## [WORK ITEM]
The lines below, from the first through the one containing "target | person walking", are to be given again exactly, with pictures left out and nothing added.

━━━━━ INPUT DATA

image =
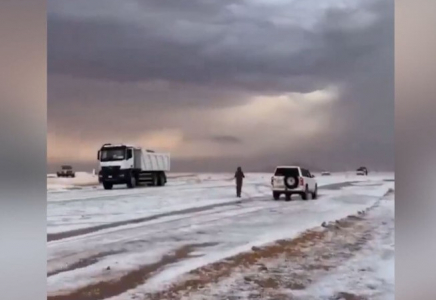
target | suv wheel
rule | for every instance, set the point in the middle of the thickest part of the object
(107, 185)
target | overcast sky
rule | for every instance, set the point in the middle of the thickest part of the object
(222, 83)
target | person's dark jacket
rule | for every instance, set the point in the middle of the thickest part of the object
(239, 175)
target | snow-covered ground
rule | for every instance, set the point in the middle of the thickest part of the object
(160, 234)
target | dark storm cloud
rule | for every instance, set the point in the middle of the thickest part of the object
(224, 49)
(217, 53)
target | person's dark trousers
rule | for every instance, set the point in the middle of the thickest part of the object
(238, 188)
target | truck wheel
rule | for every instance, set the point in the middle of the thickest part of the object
(132, 181)
(163, 179)
(107, 185)
(315, 193)
(156, 180)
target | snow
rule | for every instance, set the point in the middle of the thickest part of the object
(377, 259)
(233, 229)
(93, 206)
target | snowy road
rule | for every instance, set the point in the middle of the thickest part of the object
(140, 240)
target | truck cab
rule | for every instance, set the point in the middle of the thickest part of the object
(130, 165)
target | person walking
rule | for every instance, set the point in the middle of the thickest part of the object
(239, 175)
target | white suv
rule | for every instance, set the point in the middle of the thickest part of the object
(293, 180)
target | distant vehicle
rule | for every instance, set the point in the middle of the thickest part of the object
(289, 180)
(66, 171)
(130, 165)
(362, 171)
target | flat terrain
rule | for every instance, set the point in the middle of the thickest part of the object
(193, 239)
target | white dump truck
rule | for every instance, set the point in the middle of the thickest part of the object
(131, 165)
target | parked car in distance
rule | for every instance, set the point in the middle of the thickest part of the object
(362, 171)
(289, 180)
(66, 171)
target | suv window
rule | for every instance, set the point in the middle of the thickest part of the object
(305, 173)
(287, 172)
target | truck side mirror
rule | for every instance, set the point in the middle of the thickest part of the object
(129, 153)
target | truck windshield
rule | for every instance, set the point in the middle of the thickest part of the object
(113, 154)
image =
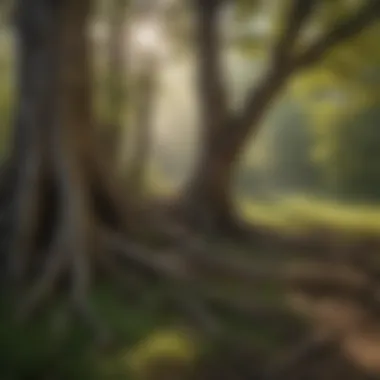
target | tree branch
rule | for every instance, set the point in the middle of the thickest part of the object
(345, 30)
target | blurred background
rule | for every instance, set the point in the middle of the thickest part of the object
(308, 179)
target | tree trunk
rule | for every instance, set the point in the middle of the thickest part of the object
(208, 199)
(67, 204)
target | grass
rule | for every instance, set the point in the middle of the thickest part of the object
(301, 214)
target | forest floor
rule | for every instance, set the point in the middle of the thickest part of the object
(284, 305)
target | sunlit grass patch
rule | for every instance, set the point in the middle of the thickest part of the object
(305, 213)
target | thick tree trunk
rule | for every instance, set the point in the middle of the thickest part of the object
(116, 74)
(209, 194)
(66, 201)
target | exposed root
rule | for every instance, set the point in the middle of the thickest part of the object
(287, 363)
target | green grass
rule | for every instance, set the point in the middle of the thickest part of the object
(300, 214)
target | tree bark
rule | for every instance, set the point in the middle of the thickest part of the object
(144, 119)
(66, 201)
(208, 200)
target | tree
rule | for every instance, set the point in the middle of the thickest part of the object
(66, 204)
(289, 145)
(207, 196)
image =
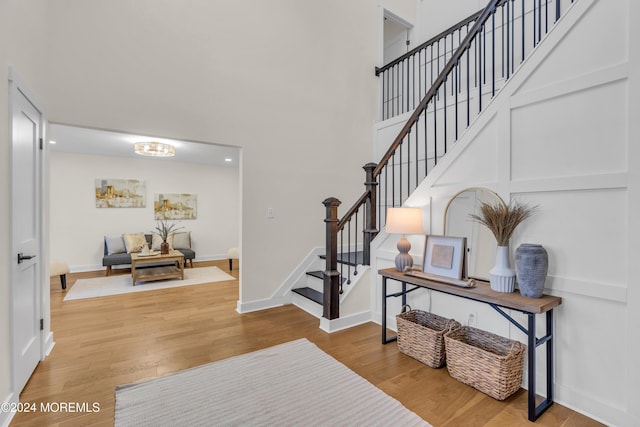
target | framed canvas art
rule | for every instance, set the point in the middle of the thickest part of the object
(175, 206)
(445, 256)
(120, 193)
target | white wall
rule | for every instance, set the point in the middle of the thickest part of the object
(435, 16)
(293, 86)
(78, 227)
(21, 23)
(559, 137)
(291, 83)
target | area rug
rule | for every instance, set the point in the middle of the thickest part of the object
(121, 284)
(292, 384)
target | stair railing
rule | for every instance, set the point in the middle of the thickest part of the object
(399, 90)
(501, 37)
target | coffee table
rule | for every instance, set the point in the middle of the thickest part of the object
(153, 272)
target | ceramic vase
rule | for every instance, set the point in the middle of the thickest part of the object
(532, 263)
(502, 277)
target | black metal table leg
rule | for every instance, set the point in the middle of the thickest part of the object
(384, 313)
(531, 371)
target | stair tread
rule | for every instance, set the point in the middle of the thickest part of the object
(320, 275)
(311, 294)
(349, 258)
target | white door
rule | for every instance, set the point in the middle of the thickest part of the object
(26, 285)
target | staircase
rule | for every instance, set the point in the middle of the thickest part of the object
(446, 82)
(314, 280)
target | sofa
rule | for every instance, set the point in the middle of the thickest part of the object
(118, 248)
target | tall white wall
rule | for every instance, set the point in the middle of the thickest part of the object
(78, 227)
(291, 83)
(561, 135)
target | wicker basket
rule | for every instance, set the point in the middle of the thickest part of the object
(420, 335)
(485, 361)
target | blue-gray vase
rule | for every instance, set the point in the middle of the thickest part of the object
(532, 263)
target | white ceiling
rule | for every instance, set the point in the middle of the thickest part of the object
(73, 139)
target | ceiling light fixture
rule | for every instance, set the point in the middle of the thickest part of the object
(154, 149)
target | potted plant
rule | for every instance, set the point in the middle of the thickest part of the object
(502, 220)
(164, 229)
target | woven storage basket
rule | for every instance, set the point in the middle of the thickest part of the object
(485, 361)
(421, 335)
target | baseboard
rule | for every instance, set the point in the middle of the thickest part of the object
(609, 414)
(335, 325)
(7, 416)
(247, 307)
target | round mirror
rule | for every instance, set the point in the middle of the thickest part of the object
(481, 244)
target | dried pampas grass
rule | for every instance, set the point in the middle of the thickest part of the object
(503, 219)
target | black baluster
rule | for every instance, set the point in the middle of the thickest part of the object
(435, 129)
(400, 174)
(417, 125)
(479, 72)
(493, 54)
(444, 112)
(508, 41)
(468, 89)
(340, 255)
(393, 180)
(426, 157)
(455, 101)
(523, 32)
(408, 162)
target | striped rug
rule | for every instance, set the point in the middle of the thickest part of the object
(292, 384)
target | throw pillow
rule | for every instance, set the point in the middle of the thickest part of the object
(134, 242)
(156, 241)
(115, 244)
(182, 240)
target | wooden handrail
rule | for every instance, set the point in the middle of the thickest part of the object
(429, 42)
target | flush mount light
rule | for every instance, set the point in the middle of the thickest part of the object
(154, 149)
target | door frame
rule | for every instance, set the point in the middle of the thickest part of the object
(17, 84)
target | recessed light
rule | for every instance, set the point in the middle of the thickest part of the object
(154, 149)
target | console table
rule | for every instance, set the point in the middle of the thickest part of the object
(498, 301)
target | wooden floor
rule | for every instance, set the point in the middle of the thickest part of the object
(108, 341)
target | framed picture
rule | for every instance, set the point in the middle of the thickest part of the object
(120, 193)
(175, 206)
(445, 256)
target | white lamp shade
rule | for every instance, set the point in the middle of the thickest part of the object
(404, 220)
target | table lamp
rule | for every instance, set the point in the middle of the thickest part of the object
(404, 221)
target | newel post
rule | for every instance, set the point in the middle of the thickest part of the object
(370, 230)
(331, 294)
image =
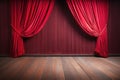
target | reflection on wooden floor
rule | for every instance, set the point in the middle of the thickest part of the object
(59, 68)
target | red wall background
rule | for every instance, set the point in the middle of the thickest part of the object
(61, 34)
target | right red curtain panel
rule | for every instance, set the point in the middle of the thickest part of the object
(92, 17)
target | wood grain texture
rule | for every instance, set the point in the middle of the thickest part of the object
(59, 68)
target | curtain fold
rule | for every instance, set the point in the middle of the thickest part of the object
(92, 17)
(27, 19)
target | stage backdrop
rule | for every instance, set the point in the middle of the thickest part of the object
(61, 34)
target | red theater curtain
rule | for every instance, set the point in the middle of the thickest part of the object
(27, 19)
(92, 16)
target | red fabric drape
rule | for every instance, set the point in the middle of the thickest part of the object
(92, 16)
(27, 19)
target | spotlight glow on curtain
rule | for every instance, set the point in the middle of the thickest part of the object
(92, 16)
(27, 19)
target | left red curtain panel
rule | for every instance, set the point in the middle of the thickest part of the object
(27, 19)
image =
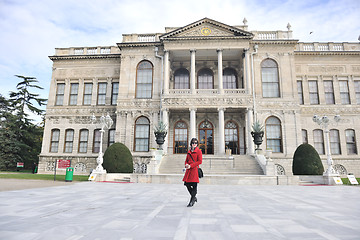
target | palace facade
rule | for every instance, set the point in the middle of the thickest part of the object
(206, 80)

━━━━━━━━━━

## [OUTPUT FOR THIS EXERCISE]
image =
target | suv wheel
rule | for every instance, set the point in the middle of the thickest part of the object
(107, 185)
target | overcast sky
rule | for every instance, set the point in the middle of the thickest part of the object
(222, 83)
target | person's dark jacket
rule | for every instance, set the point in the middle of the thickest part of the object
(239, 175)
target | snow-covered ground
rule | for every instance, set the point in the middle of the thickest part of the object
(160, 234)
target | dark storm cloud
rule | for every instance, set the point in the middle of the thickest part of the object
(224, 49)
(217, 53)
target | person's dark trousers
rule | for every instance, set the point in the middle of the thickest part of the object
(238, 188)
target | truck wheel
rule | for every instance, set the point in the middle of the thickest part of the object
(132, 181)
(163, 179)
(107, 185)
(315, 193)
(156, 180)
target | snow
rule | for every instance, set the point in the middle of the thickest part of the object
(377, 259)
(233, 229)
(93, 206)
target | snowy road
rule | for every instance, set the point in the middle of the thickest part of the object
(140, 240)
target | truck cab
rule | for every instance, set the point in the middle of the thickest part of the object
(130, 165)
target | person walking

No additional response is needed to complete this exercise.